Set down all of the data that follows word for word, without the images.

-- Exercise input start --

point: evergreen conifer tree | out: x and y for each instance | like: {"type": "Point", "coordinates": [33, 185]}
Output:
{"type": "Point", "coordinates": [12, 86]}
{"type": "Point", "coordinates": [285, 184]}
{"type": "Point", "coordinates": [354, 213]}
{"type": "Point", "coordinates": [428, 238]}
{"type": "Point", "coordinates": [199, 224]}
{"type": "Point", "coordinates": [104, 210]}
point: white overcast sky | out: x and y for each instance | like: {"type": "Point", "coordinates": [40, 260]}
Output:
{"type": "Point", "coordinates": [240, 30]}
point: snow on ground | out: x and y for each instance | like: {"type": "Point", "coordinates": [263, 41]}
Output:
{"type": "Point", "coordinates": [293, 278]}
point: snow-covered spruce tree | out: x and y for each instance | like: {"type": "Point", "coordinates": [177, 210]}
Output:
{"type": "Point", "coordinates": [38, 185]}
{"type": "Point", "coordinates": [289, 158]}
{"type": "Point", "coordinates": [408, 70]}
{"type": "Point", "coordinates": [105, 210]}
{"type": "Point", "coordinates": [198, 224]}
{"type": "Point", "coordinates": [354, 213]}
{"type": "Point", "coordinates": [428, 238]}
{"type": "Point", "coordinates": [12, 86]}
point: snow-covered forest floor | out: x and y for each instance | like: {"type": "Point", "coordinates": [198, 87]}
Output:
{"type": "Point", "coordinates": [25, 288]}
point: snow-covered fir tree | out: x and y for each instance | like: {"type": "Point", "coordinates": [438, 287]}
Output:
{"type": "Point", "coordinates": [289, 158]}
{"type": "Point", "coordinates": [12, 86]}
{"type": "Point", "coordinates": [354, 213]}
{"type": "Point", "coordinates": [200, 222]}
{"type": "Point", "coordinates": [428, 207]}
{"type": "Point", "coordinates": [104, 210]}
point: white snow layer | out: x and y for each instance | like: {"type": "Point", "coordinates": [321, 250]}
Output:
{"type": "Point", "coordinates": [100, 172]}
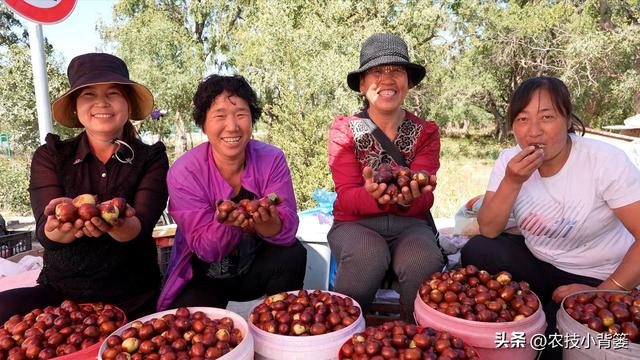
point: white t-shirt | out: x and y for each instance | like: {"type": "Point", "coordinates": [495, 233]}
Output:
{"type": "Point", "coordinates": [566, 219]}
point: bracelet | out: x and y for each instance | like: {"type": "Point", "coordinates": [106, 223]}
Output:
{"type": "Point", "coordinates": [613, 280]}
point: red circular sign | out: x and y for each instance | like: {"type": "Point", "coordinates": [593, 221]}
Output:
{"type": "Point", "coordinates": [43, 11]}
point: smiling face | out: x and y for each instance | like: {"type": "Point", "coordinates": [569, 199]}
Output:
{"type": "Point", "coordinates": [103, 109]}
{"type": "Point", "coordinates": [228, 126]}
{"type": "Point", "coordinates": [540, 124]}
{"type": "Point", "coordinates": [385, 87]}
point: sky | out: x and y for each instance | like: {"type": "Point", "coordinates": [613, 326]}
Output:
{"type": "Point", "coordinates": [77, 33]}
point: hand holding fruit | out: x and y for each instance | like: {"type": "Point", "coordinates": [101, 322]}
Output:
{"type": "Point", "coordinates": [523, 164]}
{"type": "Point", "coordinates": [409, 193]}
{"type": "Point", "coordinates": [401, 185]}
{"type": "Point", "coordinates": [562, 291]}
{"type": "Point", "coordinates": [89, 218]}
{"type": "Point", "coordinates": [375, 189]}
{"type": "Point", "coordinates": [58, 230]}
{"type": "Point", "coordinates": [260, 214]}
{"type": "Point", "coordinates": [267, 221]}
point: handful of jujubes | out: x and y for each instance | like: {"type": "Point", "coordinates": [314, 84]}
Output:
{"type": "Point", "coordinates": [246, 206]}
{"type": "Point", "coordinates": [86, 206]}
{"type": "Point", "coordinates": [398, 177]}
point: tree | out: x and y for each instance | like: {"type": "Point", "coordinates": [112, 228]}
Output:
{"type": "Point", "coordinates": [18, 116]}
{"type": "Point", "coordinates": [497, 44]}
{"type": "Point", "coordinates": [297, 55]}
{"type": "Point", "coordinates": [161, 53]}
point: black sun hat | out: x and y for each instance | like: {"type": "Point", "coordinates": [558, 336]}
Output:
{"type": "Point", "coordinates": [100, 68]}
{"type": "Point", "coordinates": [385, 49]}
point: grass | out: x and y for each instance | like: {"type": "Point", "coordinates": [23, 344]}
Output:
{"type": "Point", "coordinates": [465, 166]}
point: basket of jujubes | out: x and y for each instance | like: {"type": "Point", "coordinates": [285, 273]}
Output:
{"type": "Point", "coordinates": [245, 206]}
{"type": "Point", "coordinates": [86, 207]}
{"type": "Point", "coordinates": [398, 340]}
{"type": "Point", "coordinates": [398, 177]}
{"type": "Point", "coordinates": [476, 295]}
{"type": "Point", "coordinates": [68, 331]}
{"type": "Point", "coordinates": [304, 313]}
{"type": "Point", "coordinates": [304, 324]}
{"type": "Point", "coordinates": [612, 312]}
{"type": "Point", "coordinates": [183, 333]}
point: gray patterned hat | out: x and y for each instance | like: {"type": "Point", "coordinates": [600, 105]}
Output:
{"type": "Point", "coordinates": [385, 49]}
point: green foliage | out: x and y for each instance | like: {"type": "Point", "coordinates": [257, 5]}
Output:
{"type": "Point", "coordinates": [297, 55]}
{"type": "Point", "coordinates": [495, 45]}
{"type": "Point", "coordinates": [11, 31]}
{"type": "Point", "coordinates": [17, 99]}
{"type": "Point", "coordinates": [170, 60]}
{"type": "Point", "coordinates": [14, 183]}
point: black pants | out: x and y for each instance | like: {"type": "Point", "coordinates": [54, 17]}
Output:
{"type": "Point", "coordinates": [22, 300]}
{"type": "Point", "coordinates": [275, 269]}
{"type": "Point", "coordinates": [510, 253]}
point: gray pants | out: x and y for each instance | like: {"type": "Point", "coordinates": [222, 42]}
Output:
{"type": "Point", "coordinates": [364, 250]}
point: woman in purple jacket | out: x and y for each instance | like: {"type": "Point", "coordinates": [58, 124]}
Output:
{"type": "Point", "coordinates": [246, 256]}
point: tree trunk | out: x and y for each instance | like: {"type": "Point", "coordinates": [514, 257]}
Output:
{"type": "Point", "coordinates": [179, 143]}
{"type": "Point", "coordinates": [502, 128]}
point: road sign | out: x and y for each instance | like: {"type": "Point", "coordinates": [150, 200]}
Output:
{"type": "Point", "coordinates": [43, 11]}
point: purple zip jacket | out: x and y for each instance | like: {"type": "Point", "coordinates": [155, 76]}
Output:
{"type": "Point", "coordinates": [195, 184]}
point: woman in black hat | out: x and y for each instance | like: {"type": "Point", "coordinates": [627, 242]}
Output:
{"type": "Point", "coordinates": [97, 261]}
{"type": "Point", "coordinates": [375, 230]}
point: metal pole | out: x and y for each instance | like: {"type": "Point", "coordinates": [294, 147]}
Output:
{"type": "Point", "coordinates": [41, 87]}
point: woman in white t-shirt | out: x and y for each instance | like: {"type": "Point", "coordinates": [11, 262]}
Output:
{"type": "Point", "coordinates": [576, 201]}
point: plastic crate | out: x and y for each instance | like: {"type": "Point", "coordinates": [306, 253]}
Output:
{"type": "Point", "coordinates": [15, 243]}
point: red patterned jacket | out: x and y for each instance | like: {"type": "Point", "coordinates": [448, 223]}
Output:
{"type": "Point", "coordinates": [352, 146]}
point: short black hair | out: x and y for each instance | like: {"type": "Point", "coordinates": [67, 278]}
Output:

-- Exercise input end --

**Exercise result:**
point: evergreen conifer tree | out: x and y for each instance | like: {"type": "Point", "coordinates": [33, 185]}
Output:
{"type": "Point", "coordinates": [12, 86]}
{"type": "Point", "coordinates": [285, 184]}
{"type": "Point", "coordinates": [354, 213]}
{"type": "Point", "coordinates": [428, 238]}
{"type": "Point", "coordinates": [199, 224]}
{"type": "Point", "coordinates": [104, 210]}
point: white overcast sky | out: x and y for each instance | like: {"type": "Point", "coordinates": [40, 260]}
Output:
{"type": "Point", "coordinates": [240, 30]}
point: snow on ground | out: x and y for each instance | like: {"type": "Point", "coordinates": [263, 41]}
Output:
{"type": "Point", "coordinates": [293, 278]}
point: snow-covered spruce tree | out: x and y for each instance | like: {"type": "Point", "coordinates": [177, 210]}
Output:
{"type": "Point", "coordinates": [38, 185]}
{"type": "Point", "coordinates": [289, 158]}
{"type": "Point", "coordinates": [408, 70]}
{"type": "Point", "coordinates": [105, 210]}
{"type": "Point", "coordinates": [198, 224]}
{"type": "Point", "coordinates": [354, 213]}
{"type": "Point", "coordinates": [428, 238]}
{"type": "Point", "coordinates": [12, 86]}
point: snow-covered forest floor | out: x and y for each instance | like: {"type": "Point", "coordinates": [198, 87]}
Output:
{"type": "Point", "coordinates": [25, 288]}
point: snow-covered fir tree | out: x and y for each instance | like: {"type": "Point", "coordinates": [438, 287]}
Output:
{"type": "Point", "coordinates": [289, 158]}
{"type": "Point", "coordinates": [12, 86]}
{"type": "Point", "coordinates": [354, 213]}
{"type": "Point", "coordinates": [200, 222]}
{"type": "Point", "coordinates": [428, 207]}
{"type": "Point", "coordinates": [104, 210]}
point: white snow layer | out: x and y for each instance | like: {"type": "Point", "coordinates": [321, 250]}
Output:
{"type": "Point", "coordinates": [100, 172]}
point: white t-shirt | out: x and y for each instance | like: {"type": "Point", "coordinates": [495, 233]}
Output:
{"type": "Point", "coordinates": [566, 219]}
point: bracelet | out: x and y for each instance | like: {"type": "Point", "coordinates": [106, 223]}
Output:
{"type": "Point", "coordinates": [613, 280]}
point: red circular sign | out: x and y for each instance | like: {"type": "Point", "coordinates": [593, 221]}
Output:
{"type": "Point", "coordinates": [43, 11]}
point: smiling face | out: x and y for each instance | like: {"type": "Point", "coordinates": [569, 199]}
Output:
{"type": "Point", "coordinates": [103, 109]}
{"type": "Point", "coordinates": [228, 126]}
{"type": "Point", "coordinates": [540, 124]}
{"type": "Point", "coordinates": [385, 87]}
point: sky | out: x and y for each instance | like: {"type": "Point", "coordinates": [613, 326]}
Output:
{"type": "Point", "coordinates": [77, 33]}
point: hand holding fruit | out: x and y for each instance | like: {"type": "Point", "coordinates": [101, 322]}
Output:
{"type": "Point", "coordinates": [523, 164]}
{"type": "Point", "coordinates": [409, 193]}
{"type": "Point", "coordinates": [401, 185]}
{"type": "Point", "coordinates": [562, 291]}
{"type": "Point", "coordinates": [89, 218]}
{"type": "Point", "coordinates": [375, 189]}
{"type": "Point", "coordinates": [58, 230]}
{"type": "Point", "coordinates": [260, 214]}
{"type": "Point", "coordinates": [267, 221]}
point: handful of jujubes | out: x and y for each instance | like: {"type": "Point", "coordinates": [314, 84]}
Output:
{"type": "Point", "coordinates": [246, 206]}
{"type": "Point", "coordinates": [86, 206]}
{"type": "Point", "coordinates": [398, 177]}
point: tree | out: x and y for each instance | like: {"type": "Point", "coordinates": [112, 228]}
Output:
{"type": "Point", "coordinates": [18, 116]}
{"type": "Point", "coordinates": [497, 44]}
{"type": "Point", "coordinates": [297, 55]}
{"type": "Point", "coordinates": [161, 53]}
point: black sun hat | out: x and y for each instance | like: {"type": "Point", "coordinates": [558, 336]}
Output:
{"type": "Point", "coordinates": [100, 68]}
{"type": "Point", "coordinates": [385, 49]}
point: grass | out: x and y for each instance | like: {"type": "Point", "coordinates": [23, 344]}
Output:
{"type": "Point", "coordinates": [465, 166]}
point: basket of jujubes | out: x and y for each instance | like: {"type": "Point", "coordinates": [285, 273]}
Output:
{"type": "Point", "coordinates": [245, 206]}
{"type": "Point", "coordinates": [86, 207]}
{"type": "Point", "coordinates": [398, 340]}
{"type": "Point", "coordinates": [398, 177]}
{"type": "Point", "coordinates": [476, 295]}
{"type": "Point", "coordinates": [68, 331]}
{"type": "Point", "coordinates": [304, 313]}
{"type": "Point", "coordinates": [304, 324]}
{"type": "Point", "coordinates": [612, 312]}
{"type": "Point", "coordinates": [183, 333]}
point: gray patterned hat | out: x and y for each instance | like: {"type": "Point", "coordinates": [600, 105]}
Output:
{"type": "Point", "coordinates": [385, 49]}
point: green foliage | out: x and y for each instance | like: {"type": "Point", "coordinates": [257, 5]}
Output:
{"type": "Point", "coordinates": [297, 55]}
{"type": "Point", "coordinates": [495, 45]}
{"type": "Point", "coordinates": [11, 31]}
{"type": "Point", "coordinates": [17, 99]}
{"type": "Point", "coordinates": [170, 60]}
{"type": "Point", "coordinates": [14, 183]}
point: black pants | out: x and y for each instance | like: {"type": "Point", "coordinates": [54, 17]}
Output:
{"type": "Point", "coordinates": [22, 300]}
{"type": "Point", "coordinates": [275, 269]}
{"type": "Point", "coordinates": [510, 253]}
point: gray pants | out: x and y for each instance | like: {"type": "Point", "coordinates": [222, 42]}
Output:
{"type": "Point", "coordinates": [364, 250]}
point: woman in purple jacket | out: x and y for each instance | like: {"type": "Point", "coordinates": [58, 124]}
Output:
{"type": "Point", "coordinates": [246, 256]}
point: tree trunk | out: x and y for each instance | like: {"type": "Point", "coordinates": [514, 257]}
Output:
{"type": "Point", "coordinates": [179, 143]}
{"type": "Point", "coordinates": [502, 128]}
point: road sign | out: x and y for each instance | like: {"type": "Point", "coordinates": [150, 200]}
Output:
{"type": "Point", "coordinates": [43, 11]}
point: purple zip jacket | out: x and y for each instance | like: {"type": "Point", "coordinates": [155, 76]}
Output:
{"type": "Point", "coordinates": [195, 184]}
point: woman in black hat | out: x and y for each instance | like: {"type": "Point", "coordinates": [627, 242]}
Output:
{"type": "Point", "coordinates": [97, 261]}
{"type": "Point", "coordinates": [375, 230]}
point: metal pole | out: x and y for each instance | like: {"type": "Point", "coordinates": [294, 147]}
Output:
{"type": "Point", "coordinates": [41, 87]}
point: woman in white t-shirt | out: x and y for each instance | like: {"type": "Point", "coordinates": [11, 262]}
Output:
{"type": "Point", "coordinates": [576, 201]}
point: plastic crate | out: x and y for each instance | like: {"type": "Point", "coordinates": [306, 253]}
Output:
{"type": "Point", "coordinates": [15, 243]}
point: red patterned jacket | out: x and y for each instance | like: {"type": "Point", "coordinates": [448, 223]}
Output:
{"type": "Point", "coordinates": [352, 146]}
point: short black hair | out: x and y for each instance | like: {"type": "Point", "coordinates": [67, 278]}
Output:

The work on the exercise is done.